** start of INPUT MATERIAL **
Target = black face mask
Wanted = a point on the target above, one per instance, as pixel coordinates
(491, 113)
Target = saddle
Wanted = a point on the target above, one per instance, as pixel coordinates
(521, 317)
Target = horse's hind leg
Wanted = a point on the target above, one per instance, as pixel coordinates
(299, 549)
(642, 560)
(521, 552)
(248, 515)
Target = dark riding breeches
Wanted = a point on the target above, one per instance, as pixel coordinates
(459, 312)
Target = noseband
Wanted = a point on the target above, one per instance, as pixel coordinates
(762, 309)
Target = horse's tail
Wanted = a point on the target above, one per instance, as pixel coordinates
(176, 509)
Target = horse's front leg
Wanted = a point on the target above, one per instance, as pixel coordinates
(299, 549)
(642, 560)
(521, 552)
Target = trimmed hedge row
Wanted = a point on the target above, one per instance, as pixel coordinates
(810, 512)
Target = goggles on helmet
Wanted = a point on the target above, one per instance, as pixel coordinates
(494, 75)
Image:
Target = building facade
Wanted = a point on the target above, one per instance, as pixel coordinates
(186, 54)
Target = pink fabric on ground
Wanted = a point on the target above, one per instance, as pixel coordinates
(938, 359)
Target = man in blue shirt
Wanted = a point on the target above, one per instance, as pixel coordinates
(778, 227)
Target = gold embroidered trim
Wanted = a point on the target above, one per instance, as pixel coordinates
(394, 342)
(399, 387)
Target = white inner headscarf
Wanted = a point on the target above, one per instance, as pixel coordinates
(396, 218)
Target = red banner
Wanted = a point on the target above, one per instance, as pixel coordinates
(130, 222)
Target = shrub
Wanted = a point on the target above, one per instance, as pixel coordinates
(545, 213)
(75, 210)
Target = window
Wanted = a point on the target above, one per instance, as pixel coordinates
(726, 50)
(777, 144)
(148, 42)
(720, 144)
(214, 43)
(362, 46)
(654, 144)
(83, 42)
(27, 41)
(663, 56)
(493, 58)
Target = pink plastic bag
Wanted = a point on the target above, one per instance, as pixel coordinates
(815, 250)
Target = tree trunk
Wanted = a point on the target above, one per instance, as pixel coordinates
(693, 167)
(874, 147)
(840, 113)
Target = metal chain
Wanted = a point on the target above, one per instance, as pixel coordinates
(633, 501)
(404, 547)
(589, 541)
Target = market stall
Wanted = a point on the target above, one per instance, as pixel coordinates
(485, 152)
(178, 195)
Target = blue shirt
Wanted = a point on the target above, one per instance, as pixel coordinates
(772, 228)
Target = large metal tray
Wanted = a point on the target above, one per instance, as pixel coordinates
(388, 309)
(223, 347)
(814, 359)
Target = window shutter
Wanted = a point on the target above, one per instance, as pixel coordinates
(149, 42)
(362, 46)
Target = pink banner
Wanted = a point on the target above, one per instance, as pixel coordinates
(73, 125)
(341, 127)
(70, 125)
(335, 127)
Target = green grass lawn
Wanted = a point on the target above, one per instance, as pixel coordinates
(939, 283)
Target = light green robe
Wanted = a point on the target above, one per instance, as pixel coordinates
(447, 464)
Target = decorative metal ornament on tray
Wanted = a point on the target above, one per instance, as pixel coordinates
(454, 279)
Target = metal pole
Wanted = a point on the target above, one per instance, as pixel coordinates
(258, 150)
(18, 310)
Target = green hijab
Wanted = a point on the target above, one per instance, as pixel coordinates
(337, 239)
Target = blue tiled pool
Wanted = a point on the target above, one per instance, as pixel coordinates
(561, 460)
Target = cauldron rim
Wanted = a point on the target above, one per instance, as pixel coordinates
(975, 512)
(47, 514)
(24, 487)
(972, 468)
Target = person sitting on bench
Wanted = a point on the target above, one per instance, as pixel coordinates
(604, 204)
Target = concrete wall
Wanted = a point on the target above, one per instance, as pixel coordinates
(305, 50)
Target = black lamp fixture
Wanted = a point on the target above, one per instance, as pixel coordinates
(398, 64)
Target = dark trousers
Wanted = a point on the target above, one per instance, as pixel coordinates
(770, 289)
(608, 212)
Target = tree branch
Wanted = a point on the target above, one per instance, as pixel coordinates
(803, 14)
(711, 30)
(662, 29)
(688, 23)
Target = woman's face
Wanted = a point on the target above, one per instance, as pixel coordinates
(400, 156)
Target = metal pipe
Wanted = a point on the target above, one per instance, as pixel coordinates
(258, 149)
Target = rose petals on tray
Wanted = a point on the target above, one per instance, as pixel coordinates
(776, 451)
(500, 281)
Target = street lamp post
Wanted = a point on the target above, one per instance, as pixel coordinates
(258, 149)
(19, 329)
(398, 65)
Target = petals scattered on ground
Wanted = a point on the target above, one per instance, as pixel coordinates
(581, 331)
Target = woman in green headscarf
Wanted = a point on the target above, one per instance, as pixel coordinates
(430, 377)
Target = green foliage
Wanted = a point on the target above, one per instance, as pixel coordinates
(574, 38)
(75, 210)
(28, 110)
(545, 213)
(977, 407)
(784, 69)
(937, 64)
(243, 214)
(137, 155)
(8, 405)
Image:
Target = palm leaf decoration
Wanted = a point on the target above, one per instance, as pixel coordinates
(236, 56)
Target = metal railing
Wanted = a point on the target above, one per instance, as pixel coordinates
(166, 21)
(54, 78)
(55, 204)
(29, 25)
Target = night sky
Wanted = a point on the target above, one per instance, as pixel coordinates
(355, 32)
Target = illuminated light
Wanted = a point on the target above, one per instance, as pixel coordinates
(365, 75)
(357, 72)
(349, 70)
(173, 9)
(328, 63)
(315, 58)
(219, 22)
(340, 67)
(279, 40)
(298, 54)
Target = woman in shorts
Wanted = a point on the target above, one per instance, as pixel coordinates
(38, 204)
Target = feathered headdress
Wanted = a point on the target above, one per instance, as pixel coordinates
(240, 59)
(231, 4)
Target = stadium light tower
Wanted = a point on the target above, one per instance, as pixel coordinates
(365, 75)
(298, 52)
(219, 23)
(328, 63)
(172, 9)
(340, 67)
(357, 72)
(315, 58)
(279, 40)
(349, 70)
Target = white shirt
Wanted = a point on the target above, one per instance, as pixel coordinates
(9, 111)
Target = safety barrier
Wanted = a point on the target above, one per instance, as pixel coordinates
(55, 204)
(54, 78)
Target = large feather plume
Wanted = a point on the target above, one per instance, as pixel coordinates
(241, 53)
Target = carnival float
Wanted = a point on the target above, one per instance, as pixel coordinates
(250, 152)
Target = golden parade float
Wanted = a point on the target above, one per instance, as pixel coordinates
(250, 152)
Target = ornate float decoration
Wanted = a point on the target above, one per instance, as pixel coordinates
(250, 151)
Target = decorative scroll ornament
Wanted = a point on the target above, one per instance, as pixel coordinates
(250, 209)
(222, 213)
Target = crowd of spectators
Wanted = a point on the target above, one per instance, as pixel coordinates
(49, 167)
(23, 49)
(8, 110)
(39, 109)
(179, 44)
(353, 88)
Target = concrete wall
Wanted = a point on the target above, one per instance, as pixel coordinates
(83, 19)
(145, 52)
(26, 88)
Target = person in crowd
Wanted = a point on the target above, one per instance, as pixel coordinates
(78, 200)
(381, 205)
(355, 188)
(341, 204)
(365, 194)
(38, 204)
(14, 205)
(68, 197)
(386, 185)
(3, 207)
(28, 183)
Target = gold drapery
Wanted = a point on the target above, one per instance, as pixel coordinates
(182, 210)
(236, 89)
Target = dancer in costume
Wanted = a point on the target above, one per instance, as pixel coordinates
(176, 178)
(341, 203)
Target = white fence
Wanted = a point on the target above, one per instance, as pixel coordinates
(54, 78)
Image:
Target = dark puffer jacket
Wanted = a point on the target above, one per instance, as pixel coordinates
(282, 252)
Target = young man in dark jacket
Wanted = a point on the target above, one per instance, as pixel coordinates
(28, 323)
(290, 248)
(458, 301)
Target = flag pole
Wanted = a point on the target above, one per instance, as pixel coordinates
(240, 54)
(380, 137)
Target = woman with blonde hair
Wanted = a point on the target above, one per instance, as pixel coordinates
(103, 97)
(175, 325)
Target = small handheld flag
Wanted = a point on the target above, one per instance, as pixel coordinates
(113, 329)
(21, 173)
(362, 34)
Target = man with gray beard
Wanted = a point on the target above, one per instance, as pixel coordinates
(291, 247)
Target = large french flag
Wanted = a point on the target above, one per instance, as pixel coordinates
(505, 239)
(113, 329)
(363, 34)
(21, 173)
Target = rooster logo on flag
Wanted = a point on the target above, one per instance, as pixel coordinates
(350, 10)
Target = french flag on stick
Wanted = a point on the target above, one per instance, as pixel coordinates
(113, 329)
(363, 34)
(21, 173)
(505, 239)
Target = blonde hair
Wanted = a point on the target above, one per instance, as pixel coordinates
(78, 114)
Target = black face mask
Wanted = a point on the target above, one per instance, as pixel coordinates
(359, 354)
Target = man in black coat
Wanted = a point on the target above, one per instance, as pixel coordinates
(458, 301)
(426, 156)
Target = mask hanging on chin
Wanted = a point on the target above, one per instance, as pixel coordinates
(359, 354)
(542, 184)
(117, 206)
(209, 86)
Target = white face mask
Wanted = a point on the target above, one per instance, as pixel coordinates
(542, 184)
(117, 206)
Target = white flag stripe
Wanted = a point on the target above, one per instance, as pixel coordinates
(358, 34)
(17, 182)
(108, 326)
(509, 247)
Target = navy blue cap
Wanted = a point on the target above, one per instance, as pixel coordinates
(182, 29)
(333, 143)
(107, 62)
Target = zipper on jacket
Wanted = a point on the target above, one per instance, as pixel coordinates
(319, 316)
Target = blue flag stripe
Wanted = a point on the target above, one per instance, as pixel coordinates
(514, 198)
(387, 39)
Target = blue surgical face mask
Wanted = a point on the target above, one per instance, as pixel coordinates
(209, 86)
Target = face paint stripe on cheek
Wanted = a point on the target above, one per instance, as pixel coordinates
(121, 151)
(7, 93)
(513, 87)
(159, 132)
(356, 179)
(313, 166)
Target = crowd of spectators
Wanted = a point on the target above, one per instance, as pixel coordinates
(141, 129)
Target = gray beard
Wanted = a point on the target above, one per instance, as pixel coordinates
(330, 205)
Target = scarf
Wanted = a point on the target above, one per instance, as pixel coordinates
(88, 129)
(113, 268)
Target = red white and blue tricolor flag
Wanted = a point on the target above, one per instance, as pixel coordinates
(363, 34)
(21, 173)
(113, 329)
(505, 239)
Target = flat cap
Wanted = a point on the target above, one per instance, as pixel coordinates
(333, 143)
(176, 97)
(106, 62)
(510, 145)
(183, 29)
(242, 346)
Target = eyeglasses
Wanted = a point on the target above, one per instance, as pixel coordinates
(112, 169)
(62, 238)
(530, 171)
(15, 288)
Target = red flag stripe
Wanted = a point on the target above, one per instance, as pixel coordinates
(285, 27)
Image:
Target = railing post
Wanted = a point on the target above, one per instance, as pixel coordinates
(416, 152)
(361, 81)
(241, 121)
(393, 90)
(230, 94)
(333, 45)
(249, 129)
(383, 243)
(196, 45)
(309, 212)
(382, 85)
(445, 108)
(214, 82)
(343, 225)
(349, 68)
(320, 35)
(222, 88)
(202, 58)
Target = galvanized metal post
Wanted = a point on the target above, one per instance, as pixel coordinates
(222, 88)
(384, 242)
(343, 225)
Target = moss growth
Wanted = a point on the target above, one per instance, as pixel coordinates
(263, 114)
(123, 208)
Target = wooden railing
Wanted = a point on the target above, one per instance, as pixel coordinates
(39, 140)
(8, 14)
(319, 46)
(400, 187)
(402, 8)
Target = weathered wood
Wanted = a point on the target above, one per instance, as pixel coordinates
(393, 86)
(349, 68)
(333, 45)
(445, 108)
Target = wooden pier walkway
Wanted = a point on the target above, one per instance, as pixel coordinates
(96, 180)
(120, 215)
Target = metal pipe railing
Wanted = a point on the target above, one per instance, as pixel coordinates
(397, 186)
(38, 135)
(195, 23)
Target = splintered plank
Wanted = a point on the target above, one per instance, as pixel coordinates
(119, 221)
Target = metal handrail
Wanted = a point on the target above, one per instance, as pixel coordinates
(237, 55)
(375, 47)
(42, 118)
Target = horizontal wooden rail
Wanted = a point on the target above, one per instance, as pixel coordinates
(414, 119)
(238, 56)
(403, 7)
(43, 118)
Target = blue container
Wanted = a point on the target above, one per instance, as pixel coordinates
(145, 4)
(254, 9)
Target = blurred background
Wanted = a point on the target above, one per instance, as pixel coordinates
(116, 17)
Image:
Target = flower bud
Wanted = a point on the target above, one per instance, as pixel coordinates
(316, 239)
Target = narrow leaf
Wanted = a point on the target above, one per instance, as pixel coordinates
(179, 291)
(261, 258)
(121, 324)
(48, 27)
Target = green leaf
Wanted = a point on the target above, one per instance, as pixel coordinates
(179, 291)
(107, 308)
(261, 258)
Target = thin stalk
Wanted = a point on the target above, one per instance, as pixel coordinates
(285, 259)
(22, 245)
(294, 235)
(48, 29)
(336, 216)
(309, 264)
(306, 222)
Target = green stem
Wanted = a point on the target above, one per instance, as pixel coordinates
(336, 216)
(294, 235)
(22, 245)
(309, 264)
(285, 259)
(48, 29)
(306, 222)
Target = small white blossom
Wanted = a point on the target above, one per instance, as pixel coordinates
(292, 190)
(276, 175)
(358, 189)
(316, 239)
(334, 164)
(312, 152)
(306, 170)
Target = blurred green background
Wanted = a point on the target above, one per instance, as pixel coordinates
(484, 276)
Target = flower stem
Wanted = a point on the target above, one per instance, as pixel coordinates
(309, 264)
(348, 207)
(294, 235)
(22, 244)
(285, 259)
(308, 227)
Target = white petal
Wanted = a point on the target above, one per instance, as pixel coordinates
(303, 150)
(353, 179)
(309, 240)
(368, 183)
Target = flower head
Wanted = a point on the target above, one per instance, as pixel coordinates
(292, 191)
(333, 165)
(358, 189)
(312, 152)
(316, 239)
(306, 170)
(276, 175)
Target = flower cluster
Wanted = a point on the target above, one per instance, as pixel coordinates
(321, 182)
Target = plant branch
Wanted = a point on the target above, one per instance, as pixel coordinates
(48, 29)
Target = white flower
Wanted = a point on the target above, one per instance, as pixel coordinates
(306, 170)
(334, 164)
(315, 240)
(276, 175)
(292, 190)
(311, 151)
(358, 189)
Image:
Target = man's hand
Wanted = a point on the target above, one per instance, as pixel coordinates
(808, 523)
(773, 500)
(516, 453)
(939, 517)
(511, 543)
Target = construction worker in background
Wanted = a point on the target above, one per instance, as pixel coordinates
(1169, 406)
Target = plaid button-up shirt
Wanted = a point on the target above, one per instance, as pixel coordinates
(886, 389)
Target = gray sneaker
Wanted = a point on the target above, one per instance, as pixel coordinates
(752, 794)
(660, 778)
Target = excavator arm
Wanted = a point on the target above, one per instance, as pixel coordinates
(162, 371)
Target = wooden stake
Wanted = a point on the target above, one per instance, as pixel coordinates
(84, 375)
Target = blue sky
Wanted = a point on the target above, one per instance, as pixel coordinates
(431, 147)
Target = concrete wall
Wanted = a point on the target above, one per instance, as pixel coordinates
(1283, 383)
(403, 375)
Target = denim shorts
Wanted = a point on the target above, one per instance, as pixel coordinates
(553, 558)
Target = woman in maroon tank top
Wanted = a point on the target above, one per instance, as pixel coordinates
** end of INPUT MATERIAL **
▶ _SET EXERCISE_
Reproduce only those lines of the entries above that run from the line with "Target = gray sneaker" to the final line.

▶ _TASK RESULT_
Target = gray sneaker
Wanted = a point on the target above, one per instance, as pixel coordinates
(752, 794)
(660, 778)
Target = excavator arm
Wanted = a point on the target above, one per instance, as pixel coordinates
(162, 371)
Target = wooden stake
Wanted = a point on the target above, one per instance, as pixel coordinates
(84, 375)
Target = blue sky
Wanted = a point on the target above, one per instance, as pixel coordinates
(431, 147)
Target = concrete wall
Wanted = a point on the target above, one per instance, as pixel coordinates
(1283, 383)
(403, 375)
Target = denim shorts
Wanted = a point on the target above, one per instance, as pixel coordinates
(553, 558)
Target = woman in maroon tank top
Wanted = a point on the target above, one per instance, as pixel coordinates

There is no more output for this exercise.